[Data listing]:
****************

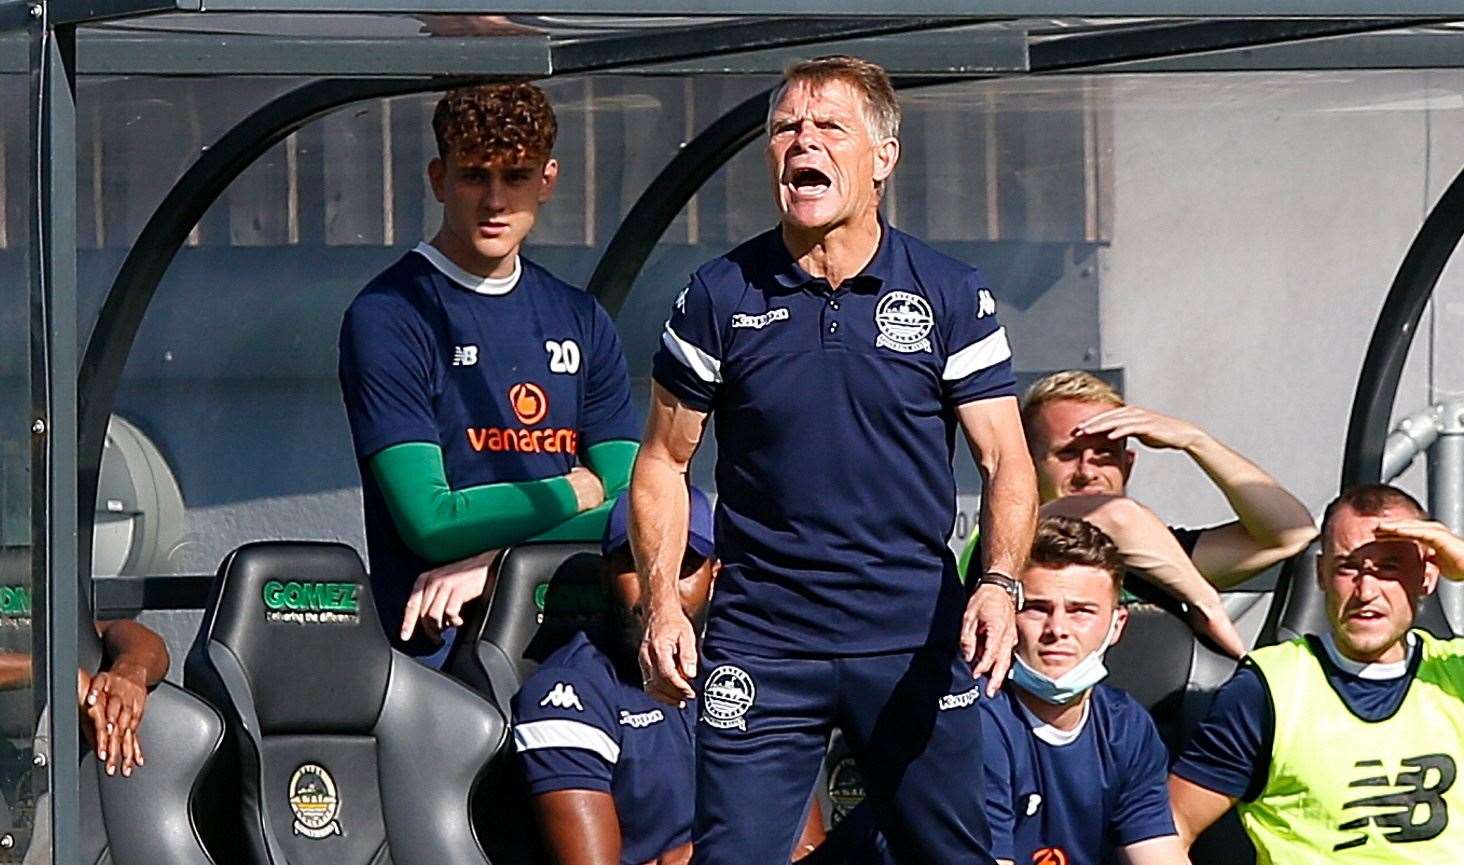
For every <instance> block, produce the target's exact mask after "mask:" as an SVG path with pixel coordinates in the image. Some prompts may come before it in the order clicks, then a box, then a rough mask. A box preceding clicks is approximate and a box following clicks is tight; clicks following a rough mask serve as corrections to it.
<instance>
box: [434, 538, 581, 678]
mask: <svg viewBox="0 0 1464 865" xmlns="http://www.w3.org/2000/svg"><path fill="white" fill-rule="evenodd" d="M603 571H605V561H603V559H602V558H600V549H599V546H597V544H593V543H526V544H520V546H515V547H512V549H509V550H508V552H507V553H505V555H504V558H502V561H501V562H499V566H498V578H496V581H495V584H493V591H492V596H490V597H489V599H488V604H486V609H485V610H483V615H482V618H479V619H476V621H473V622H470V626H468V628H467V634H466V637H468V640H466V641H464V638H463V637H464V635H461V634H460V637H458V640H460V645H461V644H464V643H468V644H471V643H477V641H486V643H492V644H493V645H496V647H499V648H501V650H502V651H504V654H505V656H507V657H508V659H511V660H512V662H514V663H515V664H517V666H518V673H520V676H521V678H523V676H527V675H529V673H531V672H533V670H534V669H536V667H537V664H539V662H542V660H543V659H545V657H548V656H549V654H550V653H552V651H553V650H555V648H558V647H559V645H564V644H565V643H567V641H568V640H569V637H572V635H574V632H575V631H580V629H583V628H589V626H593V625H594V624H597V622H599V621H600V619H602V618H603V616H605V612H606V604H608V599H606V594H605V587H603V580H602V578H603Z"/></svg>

****************

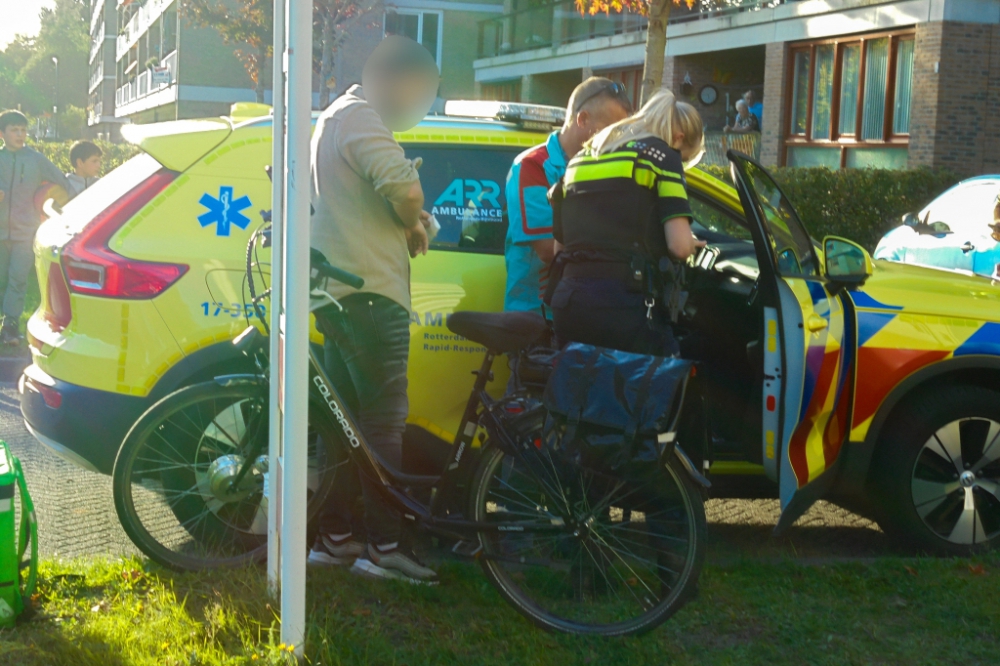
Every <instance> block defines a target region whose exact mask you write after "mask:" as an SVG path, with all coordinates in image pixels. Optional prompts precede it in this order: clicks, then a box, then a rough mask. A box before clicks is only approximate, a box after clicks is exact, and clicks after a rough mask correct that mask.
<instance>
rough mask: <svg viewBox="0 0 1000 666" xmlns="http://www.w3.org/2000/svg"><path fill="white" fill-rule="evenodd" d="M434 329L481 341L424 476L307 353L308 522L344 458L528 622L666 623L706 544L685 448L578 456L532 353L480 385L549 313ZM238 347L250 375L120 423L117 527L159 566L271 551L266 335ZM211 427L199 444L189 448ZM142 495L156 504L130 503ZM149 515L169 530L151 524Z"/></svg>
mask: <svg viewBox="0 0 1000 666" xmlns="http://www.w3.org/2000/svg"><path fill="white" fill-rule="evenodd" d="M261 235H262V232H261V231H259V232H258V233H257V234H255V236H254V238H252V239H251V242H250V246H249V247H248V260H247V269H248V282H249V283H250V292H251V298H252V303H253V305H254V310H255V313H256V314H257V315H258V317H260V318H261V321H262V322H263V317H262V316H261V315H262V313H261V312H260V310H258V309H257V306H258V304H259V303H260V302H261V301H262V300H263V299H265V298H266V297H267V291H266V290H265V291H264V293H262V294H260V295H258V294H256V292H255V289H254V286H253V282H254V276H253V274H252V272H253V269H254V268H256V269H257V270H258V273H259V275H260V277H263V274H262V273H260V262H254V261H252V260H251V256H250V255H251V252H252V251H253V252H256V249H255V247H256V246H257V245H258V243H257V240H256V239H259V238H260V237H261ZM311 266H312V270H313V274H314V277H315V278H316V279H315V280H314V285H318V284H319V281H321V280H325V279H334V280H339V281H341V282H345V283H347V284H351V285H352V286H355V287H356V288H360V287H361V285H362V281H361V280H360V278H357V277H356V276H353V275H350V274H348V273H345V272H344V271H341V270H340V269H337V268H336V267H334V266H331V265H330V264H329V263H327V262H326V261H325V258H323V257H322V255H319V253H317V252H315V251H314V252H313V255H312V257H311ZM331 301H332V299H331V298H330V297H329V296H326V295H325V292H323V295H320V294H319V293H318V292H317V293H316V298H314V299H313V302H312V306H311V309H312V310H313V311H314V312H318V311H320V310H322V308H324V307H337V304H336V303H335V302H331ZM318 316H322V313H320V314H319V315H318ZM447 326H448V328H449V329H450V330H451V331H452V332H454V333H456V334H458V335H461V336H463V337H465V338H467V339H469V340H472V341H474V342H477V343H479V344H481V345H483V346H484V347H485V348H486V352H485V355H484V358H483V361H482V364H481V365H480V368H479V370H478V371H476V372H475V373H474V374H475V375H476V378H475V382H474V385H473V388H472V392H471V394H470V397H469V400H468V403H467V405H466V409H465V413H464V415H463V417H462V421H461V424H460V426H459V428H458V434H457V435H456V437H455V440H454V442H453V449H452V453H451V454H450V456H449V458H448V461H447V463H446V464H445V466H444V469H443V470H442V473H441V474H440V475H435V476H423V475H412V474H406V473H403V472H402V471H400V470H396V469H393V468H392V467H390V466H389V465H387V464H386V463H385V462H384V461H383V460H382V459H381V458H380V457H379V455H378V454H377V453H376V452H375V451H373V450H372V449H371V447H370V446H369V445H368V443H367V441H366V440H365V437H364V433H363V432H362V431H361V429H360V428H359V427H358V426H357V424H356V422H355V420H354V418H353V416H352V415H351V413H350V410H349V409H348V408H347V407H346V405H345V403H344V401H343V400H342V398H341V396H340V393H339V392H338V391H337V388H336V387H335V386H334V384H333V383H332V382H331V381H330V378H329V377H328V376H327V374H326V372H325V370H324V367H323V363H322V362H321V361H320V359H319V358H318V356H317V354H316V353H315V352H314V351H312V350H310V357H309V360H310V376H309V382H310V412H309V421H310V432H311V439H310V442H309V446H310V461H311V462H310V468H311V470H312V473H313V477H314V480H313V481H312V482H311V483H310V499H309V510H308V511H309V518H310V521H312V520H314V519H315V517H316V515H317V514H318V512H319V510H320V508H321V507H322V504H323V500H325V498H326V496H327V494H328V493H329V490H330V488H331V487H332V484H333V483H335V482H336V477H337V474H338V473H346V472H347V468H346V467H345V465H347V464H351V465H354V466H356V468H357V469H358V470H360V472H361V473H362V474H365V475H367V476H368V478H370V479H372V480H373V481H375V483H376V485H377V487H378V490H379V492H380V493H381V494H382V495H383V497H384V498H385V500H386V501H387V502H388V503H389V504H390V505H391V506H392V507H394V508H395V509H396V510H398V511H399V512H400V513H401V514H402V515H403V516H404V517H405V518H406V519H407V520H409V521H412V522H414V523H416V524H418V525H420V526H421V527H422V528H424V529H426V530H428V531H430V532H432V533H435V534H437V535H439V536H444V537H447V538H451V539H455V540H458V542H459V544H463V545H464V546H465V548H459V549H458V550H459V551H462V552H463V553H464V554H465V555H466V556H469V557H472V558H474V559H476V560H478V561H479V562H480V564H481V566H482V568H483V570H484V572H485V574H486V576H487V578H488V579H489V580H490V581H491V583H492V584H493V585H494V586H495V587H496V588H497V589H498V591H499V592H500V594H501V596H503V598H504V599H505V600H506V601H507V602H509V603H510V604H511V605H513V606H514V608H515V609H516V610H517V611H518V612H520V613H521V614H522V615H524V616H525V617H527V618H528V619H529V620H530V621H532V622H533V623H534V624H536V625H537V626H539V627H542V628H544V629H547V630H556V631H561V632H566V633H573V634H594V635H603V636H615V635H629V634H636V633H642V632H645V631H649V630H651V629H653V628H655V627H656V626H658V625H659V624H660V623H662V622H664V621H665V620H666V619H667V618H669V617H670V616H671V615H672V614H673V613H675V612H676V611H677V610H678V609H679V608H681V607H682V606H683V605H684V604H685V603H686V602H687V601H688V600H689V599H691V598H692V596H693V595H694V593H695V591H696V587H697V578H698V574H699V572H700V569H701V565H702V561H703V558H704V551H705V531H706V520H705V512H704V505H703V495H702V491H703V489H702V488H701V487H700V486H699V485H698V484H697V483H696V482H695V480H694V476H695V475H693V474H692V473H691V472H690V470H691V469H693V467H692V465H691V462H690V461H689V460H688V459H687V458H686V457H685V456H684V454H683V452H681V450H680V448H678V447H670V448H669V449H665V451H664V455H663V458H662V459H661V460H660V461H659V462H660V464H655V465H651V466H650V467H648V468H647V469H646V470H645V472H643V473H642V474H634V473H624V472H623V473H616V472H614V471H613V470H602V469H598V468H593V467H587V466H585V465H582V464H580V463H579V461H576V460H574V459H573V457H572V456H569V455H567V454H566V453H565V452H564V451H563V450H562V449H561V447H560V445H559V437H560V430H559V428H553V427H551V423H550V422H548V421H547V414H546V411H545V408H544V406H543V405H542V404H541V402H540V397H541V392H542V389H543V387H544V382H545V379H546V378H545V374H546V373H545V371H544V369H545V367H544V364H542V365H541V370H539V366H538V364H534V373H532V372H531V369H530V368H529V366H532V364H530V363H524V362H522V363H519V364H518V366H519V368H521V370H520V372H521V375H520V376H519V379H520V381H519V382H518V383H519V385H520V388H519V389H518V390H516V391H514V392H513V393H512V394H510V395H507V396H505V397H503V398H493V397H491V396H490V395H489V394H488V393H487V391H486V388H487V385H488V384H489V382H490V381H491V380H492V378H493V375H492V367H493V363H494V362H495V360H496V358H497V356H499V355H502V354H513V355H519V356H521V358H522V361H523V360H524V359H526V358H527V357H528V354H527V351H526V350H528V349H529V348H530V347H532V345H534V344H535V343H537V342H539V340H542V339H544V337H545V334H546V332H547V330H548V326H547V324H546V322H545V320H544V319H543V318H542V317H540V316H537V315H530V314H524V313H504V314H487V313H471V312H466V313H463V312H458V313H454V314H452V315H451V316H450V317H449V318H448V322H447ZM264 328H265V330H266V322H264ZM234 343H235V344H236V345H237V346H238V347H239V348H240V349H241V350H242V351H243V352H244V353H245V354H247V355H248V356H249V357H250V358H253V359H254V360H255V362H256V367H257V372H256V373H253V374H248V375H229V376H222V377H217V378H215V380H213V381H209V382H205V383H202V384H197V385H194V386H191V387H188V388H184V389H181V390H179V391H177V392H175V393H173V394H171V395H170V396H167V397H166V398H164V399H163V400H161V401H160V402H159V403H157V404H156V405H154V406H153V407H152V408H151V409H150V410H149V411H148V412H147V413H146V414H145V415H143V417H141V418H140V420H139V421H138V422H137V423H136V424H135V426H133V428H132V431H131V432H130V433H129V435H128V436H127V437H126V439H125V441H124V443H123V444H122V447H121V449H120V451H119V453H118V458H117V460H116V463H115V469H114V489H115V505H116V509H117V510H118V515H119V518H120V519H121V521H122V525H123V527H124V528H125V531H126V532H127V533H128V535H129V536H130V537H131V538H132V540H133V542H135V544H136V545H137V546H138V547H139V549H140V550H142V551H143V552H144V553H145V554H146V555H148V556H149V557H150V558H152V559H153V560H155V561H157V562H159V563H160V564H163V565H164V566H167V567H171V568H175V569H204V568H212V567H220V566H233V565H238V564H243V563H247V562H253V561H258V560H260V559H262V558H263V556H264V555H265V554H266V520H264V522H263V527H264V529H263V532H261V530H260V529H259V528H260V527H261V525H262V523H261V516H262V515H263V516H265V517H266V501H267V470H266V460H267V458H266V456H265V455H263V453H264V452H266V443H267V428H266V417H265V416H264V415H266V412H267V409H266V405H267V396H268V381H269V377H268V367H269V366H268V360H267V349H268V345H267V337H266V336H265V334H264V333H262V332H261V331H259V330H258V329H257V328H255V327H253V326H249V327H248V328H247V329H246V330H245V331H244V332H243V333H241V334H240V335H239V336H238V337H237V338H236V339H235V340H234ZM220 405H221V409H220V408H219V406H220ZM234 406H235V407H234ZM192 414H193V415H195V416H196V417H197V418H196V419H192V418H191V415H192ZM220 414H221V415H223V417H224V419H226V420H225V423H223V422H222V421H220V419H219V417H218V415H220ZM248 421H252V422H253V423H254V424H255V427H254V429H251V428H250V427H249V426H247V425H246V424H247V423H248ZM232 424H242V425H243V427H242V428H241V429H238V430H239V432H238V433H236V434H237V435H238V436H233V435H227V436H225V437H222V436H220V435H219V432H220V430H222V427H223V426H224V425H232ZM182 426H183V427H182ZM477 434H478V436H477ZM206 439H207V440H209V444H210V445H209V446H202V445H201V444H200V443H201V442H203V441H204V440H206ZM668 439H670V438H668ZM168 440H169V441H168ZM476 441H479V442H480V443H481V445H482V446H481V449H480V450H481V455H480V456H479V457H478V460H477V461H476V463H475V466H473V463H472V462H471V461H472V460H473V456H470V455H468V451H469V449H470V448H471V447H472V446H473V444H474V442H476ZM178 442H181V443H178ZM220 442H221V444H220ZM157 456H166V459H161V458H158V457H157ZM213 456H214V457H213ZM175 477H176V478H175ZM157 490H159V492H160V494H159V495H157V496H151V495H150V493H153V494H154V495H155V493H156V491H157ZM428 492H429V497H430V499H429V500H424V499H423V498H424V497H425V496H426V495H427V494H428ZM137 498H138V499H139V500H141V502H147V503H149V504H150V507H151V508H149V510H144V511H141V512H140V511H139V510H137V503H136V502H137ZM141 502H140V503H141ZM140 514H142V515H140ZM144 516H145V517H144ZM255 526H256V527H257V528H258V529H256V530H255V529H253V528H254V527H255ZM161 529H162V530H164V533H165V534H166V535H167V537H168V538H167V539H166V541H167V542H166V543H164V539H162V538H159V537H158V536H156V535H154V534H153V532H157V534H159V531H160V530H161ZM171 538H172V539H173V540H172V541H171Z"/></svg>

****************

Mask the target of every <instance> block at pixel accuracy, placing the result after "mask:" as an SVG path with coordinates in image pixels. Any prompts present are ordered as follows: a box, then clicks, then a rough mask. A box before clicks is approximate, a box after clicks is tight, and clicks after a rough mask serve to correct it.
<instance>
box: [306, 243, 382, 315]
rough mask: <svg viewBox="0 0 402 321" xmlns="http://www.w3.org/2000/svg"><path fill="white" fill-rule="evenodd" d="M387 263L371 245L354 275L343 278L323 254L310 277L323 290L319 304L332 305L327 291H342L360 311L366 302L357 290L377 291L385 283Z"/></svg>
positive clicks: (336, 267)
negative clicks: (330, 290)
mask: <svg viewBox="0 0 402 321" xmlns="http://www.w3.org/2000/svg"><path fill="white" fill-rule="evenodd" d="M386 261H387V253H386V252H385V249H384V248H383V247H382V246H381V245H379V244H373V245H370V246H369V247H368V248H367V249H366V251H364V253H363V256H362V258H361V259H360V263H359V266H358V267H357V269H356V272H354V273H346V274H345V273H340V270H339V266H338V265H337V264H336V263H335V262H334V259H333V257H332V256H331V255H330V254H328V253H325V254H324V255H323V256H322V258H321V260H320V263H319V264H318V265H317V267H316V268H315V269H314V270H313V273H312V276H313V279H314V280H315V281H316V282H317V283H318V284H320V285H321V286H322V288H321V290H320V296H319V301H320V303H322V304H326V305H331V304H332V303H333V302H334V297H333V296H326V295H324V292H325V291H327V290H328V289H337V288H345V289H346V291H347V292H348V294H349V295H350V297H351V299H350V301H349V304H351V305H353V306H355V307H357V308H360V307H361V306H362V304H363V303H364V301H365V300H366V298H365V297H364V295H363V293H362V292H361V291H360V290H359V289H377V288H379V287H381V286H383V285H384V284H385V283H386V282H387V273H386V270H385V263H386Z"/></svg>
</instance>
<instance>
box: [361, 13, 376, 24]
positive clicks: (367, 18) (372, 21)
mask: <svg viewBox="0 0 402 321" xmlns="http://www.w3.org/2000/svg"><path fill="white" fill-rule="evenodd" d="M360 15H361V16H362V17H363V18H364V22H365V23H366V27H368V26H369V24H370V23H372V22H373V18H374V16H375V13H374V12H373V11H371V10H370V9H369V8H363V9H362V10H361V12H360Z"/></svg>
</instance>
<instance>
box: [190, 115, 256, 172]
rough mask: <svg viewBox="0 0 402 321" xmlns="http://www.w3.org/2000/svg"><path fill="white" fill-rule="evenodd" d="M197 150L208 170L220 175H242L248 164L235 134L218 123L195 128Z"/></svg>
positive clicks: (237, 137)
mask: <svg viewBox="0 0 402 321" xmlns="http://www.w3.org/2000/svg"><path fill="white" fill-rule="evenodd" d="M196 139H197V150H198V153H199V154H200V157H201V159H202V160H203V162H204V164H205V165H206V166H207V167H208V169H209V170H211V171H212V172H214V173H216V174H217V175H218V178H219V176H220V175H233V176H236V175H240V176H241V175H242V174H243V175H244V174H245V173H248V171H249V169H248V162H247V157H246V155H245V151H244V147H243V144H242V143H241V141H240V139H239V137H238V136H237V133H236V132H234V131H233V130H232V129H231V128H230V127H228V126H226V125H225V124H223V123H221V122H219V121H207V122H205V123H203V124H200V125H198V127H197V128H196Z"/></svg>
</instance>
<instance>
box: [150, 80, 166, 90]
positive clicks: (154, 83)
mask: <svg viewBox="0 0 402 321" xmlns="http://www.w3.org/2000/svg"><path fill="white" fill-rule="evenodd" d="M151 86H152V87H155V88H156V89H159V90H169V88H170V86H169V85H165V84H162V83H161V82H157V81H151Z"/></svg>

****************

[The task]:
Taking the line with "box: [306, 243, 382, 315]" as the first and the line with "box: [361, 13, 376, 24]" as the last, retype that stretch of the data above exactly, with no other lines.

[Solution]:
box: [306, 243, 382, 315]
rough mask: <svg viewBox="0 0 402 321" xmlns="http://www.w3.org/2000/svg"><path fill="white" fill-rule="evenodd" d="M387 263L371 245L354 275L343 278L323 254L310 277L323 290L319 304L332 305L327 291H342L360 311L366 302L357 290L377 291L385 283Z"/></svg>
positive clicks: (336, 267)
negative clicks: (330, 290)
mask: <svg viewBox="0 0 402 321" xmlns="http://www.w3.org/2000/svg"><path fill="white" fill-rule="evenodd" d="M386 261H387V253H386V252H385V249H384V248H383V247H382V246H381V245H379V244H373V245H370V246H369V247H368V248H367V249H366V251H364V253H363V256H362V258H361V259H360V263H359V266H358V267H357V269H356V272H354V273H346V274H345V273H340V270H339V266H338V265H337V264H336V263H335V262H334V259H333V257H332V256H331V255H330V254H328V253H325V254H324V255H323V256H322V258H321V260H320V263H319V264H318V265H317V267H316V268H315V269H314V270H313V273H312V276H313V279H314V280H315V281H316V282H317V283H318V284H320V285H321V286H322V288H321V290H320V296H319V301H320V303H322V304H326V305H331V304H332V303H333V302H334V297H333V296H326V295H324V292H325V291H327V290H328V289H337V288H345V289H346V291H347V292H348V294H349V295H350V297H351V299H350V301H349V304H351V305H353V306H355V307H357V308H360V307H361V306H362V304H363V303H364V301H365V300H366V298H365V297H364V295H363V293H362V292H361V291H360V290H359V289H377V288H379V287H381V286H383V285H384V284H385V283H386V282H387V273H386V270H385V263H386Z"/></svg>
</instance>
<instance>
box: [361, 13, 376, 24]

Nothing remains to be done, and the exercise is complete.